What to do >>
Would you retype exactly the lines from the one containing "Target: office tower with grid windows" through the last line of the records below, and nothing else?

***

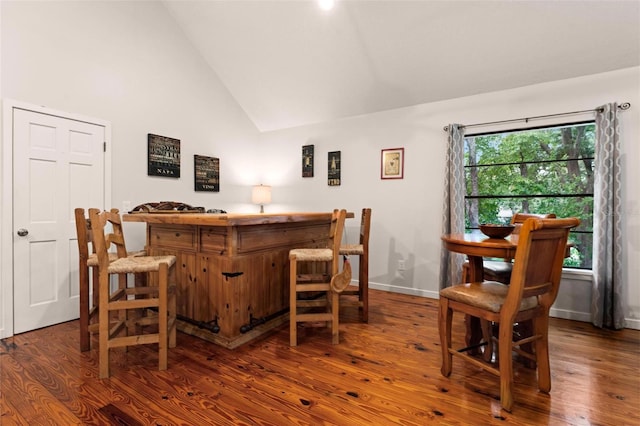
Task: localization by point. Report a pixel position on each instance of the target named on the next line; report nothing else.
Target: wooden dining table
(476, 246)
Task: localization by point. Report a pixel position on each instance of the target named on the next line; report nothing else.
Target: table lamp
(261, 194)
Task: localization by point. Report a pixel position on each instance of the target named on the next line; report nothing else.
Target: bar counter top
(227, 219)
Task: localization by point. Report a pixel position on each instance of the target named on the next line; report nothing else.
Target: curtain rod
(622, 106)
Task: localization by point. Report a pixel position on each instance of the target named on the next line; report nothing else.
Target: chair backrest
(365, 226)
(518, 219)
(101, 241)
(335, 237)
(83, 232)
(537, 267)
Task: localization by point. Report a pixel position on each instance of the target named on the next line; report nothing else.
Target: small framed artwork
(163, 156)
(392, 163)
(206, 173)
(333, 173)
(307, 161)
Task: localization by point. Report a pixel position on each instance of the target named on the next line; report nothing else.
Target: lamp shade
(261, 194)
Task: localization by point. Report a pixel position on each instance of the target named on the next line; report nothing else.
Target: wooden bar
(232, 269)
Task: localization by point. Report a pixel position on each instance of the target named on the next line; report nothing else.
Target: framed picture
(392, 163)
(333, 173)
(163, 156)
(206, 173)
(307, 161)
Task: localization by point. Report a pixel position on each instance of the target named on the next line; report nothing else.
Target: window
(538, 170)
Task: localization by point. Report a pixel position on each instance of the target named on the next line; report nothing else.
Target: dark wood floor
(384, 372)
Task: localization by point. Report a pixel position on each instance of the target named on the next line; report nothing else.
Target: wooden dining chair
(125, 313)
(533, 288)
(88, 287)
(362, 251)
(312, 297)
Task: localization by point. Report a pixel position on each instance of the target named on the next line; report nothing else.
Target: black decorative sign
(333, 174)
(307, 161)
(206, 173)
(163, 156)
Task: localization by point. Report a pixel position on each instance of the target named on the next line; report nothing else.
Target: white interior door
(58, 165)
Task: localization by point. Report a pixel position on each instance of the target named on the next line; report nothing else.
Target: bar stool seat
(159, 294)
(88, 260)
(362, 251)
(316, 281)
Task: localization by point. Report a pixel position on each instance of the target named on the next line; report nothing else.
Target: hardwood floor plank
(386, 372)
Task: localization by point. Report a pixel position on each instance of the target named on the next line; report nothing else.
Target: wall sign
(307, 161)
(163, 156)
(206, 173)
(333, 174)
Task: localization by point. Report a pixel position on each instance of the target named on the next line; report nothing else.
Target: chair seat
(487, 295)
(312, 255)
(92, 260)
(140, 264)
(352, 249)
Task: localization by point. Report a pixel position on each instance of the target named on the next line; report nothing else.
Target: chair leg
(445, 318)
(103, 321)
(335, 311)
(85, 336)
(293, 325)
(487, 336)
(163, 338)
(541, 328)
(363, 283)
(172, 306)
(505, 349)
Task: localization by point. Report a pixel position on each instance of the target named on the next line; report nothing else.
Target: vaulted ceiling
(289, 63)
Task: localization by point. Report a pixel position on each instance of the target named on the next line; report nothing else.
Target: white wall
(406, 213)
(126, 62)
(129, 64)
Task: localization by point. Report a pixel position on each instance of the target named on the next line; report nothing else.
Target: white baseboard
(555, 313)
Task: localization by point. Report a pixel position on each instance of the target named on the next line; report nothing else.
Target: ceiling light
(326, 4)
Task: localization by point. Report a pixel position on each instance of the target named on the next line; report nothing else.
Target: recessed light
(326, 4)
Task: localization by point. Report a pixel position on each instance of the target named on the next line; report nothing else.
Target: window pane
(547, 170)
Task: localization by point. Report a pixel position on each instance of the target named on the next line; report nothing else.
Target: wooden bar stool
(159, 294)
(88, 261)
(361, 250)
(324, 265)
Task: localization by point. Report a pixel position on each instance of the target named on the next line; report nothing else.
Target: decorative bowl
(496, 231)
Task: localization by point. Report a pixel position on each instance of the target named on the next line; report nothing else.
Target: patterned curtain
(608, 292)
(453, 208)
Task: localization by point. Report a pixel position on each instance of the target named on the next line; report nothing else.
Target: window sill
(577, 274)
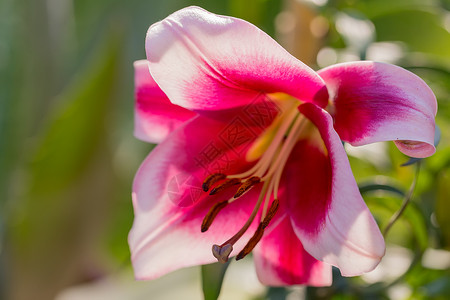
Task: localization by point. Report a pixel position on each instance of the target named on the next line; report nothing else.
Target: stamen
(251, 243)
(247, 185)
(211, 215)
(259, 232)
(222, 252)
(225, 185)
(211, 179)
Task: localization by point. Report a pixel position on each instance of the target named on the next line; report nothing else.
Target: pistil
(267, 170)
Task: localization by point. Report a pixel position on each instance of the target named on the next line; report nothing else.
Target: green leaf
(421, 30)
(77, 125)
(212, 278)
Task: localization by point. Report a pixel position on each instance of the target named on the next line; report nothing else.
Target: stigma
(272, 150)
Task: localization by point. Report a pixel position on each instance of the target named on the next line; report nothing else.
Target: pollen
(228, 183)
(279, 141)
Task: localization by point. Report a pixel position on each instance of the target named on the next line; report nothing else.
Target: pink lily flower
(250, 156)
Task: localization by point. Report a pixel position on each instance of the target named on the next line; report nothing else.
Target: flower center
(275, 144)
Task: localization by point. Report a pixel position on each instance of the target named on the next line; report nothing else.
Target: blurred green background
(68, 156)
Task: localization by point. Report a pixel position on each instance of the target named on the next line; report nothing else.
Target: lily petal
(203, 61)
(281, 260)
(327, 211)
(169, 204)
(155, 115)
(382, 102)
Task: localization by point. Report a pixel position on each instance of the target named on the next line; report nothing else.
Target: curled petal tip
(222, 252)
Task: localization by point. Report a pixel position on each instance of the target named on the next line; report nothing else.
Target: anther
(252, 242)
(247, 185)
(225, 185)
(222, 252)
(260, 231)
(211, 179)
(212, 213)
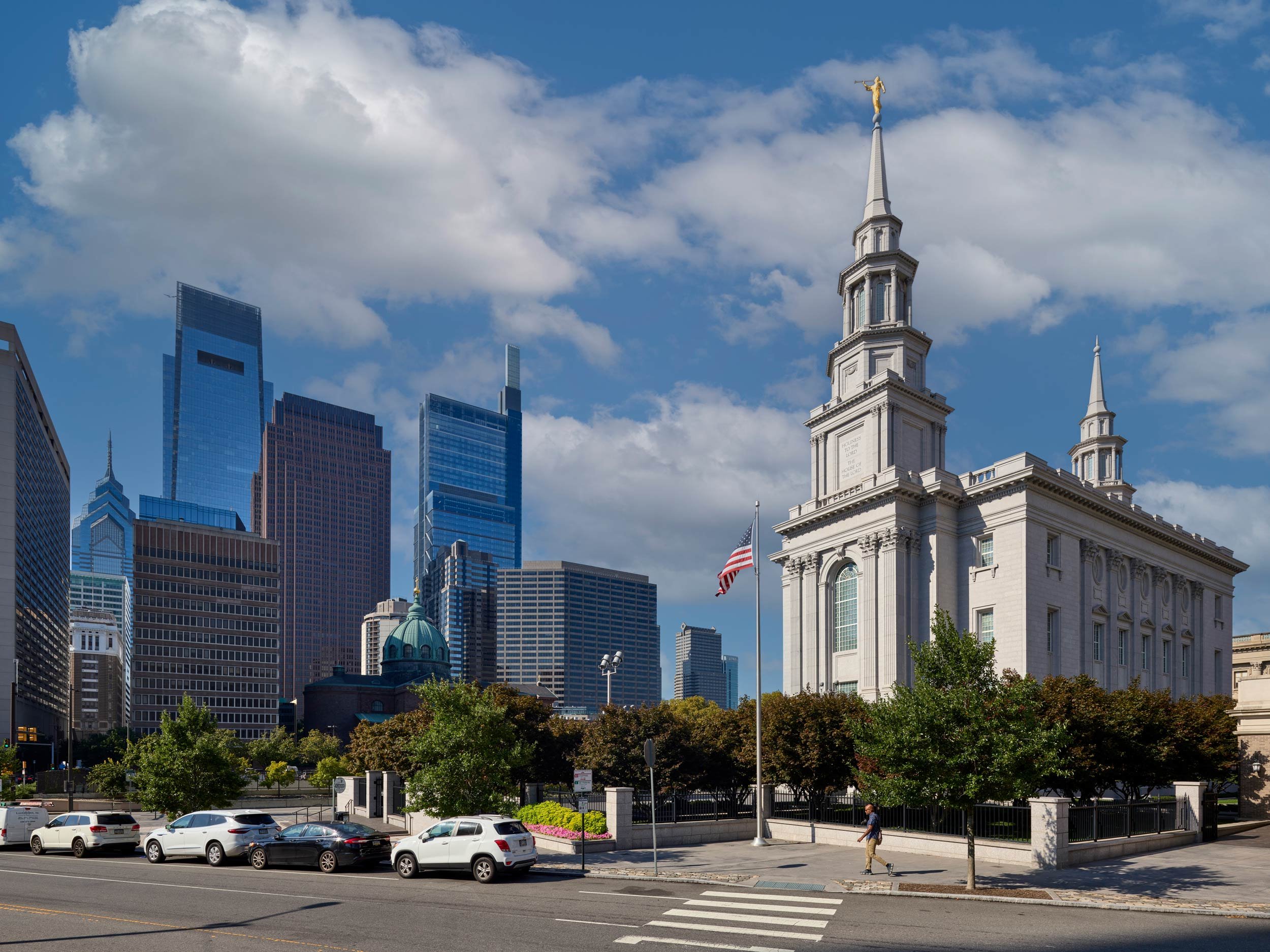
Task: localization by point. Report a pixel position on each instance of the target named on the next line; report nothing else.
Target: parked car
(328, 846)
(217, 836)
(18, 822)
(488, 846)
(80, 833)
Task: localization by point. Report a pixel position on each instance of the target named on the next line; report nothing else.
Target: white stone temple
(1058, 565)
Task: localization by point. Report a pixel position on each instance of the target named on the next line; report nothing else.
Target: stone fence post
(618, 814)
(1190, 806)
(1050, 832)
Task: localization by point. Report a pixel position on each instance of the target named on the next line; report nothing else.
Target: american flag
(742, 557)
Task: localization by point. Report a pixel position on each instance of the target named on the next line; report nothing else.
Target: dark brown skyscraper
(323, 493)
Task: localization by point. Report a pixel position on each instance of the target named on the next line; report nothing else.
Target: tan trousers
(872, 853)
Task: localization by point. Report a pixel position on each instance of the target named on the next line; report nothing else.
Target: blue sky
(654, 202)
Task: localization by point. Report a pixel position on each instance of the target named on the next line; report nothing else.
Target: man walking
(873, 837)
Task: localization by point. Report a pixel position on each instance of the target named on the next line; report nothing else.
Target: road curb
(895, 893)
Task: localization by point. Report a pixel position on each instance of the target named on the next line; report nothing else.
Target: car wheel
(483, 870)
(407, 867)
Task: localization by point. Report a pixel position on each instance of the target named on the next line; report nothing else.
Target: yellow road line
(39, 910)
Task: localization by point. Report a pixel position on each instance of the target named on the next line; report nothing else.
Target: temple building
(1056, 564)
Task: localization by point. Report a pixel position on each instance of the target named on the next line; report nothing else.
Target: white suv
(487, 846)
(80, 833)
(217, 836)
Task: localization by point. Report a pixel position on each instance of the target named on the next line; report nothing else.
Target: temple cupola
(1098, 456)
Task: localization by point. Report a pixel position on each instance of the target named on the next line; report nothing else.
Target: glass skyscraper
(215, 402)
(470, 475)
(35, 556)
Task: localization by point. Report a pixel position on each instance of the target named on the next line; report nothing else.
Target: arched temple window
(845, 615)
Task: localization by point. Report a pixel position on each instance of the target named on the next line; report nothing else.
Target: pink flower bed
(562, 833)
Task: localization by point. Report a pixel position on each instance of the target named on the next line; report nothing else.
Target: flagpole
(758, 702)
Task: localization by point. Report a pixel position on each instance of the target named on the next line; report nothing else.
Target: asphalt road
(126, 904)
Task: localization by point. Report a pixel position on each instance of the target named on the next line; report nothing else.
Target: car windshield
(354, 829)
(255, 820)
(116, 819)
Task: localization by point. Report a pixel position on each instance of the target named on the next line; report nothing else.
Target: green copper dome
(416, 639)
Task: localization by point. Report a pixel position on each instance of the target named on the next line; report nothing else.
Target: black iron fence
(682, 806)
(1002, 822)
(1086, 824)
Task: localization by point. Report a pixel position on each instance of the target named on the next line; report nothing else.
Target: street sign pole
(651, 760)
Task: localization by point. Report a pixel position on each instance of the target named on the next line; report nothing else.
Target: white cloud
(534, 320)
(1226, 19)
(664, 493)
(1231, 516)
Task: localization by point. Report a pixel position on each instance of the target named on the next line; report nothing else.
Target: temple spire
(877, 197)
(1098, 404)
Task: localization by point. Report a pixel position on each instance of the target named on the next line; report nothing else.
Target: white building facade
(1058, 565)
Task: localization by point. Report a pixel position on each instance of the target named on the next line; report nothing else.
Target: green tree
(387, 747)
(1095, 752)
(110, 778)
(187, 765)
(328, 770)
(470, 753)
(278, 745)
(963, 734)
(809, 740)
(316, 747)
(280, 773)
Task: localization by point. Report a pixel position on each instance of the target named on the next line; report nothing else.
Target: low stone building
(415, 653)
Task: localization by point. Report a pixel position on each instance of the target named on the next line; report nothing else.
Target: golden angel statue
(877, 88)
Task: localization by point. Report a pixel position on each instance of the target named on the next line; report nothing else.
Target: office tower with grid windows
(699, 664)
(470, 475)
(215, 400)
(557, 620)
(324, 496)
(460, 595)
(376, 626)
(732, 679)
(206, 617)
(97, 672)
(35, 552)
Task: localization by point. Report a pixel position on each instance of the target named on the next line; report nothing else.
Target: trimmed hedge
(552, 814)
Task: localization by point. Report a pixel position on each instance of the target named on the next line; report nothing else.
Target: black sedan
(328, 846)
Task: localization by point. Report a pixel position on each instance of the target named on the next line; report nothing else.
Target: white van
(18, 822)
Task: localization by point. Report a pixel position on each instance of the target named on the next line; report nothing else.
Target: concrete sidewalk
(1228, 875)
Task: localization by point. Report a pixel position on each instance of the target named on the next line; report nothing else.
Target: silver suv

***

Answer section >>
Target: office tower with grid windows
(699, 664)
(470, 475)
(215, 400)
(557, 620)
(324, 496)
(460, 595)
(376, 626)
(732, 679)
(206, 617)
(97, 672)
(35, 552)
Task: localization by point. Report a pixel position on each instance of the target named on the next line; report nothing else.
Target: trimmed hedge
(552, 814)
Task: localization by point. Report a pixel position on each instance of the target named on the next line; report nothing else.
Target: black sedan
(328, 846)
Task: localization by point. Report a pixel position on each instance of the target named on the next line; report nothing else.
Target: white van
(18, 822)
Task: localization by point. Report a pixel position on each instance of the target named on the next line; report nothing else.
Target: concrete sidewalk
(1228, 875)
Task: localization by point. Report a pixel position on each instance of the target named on the next line; report nothing else.
Target: silver suv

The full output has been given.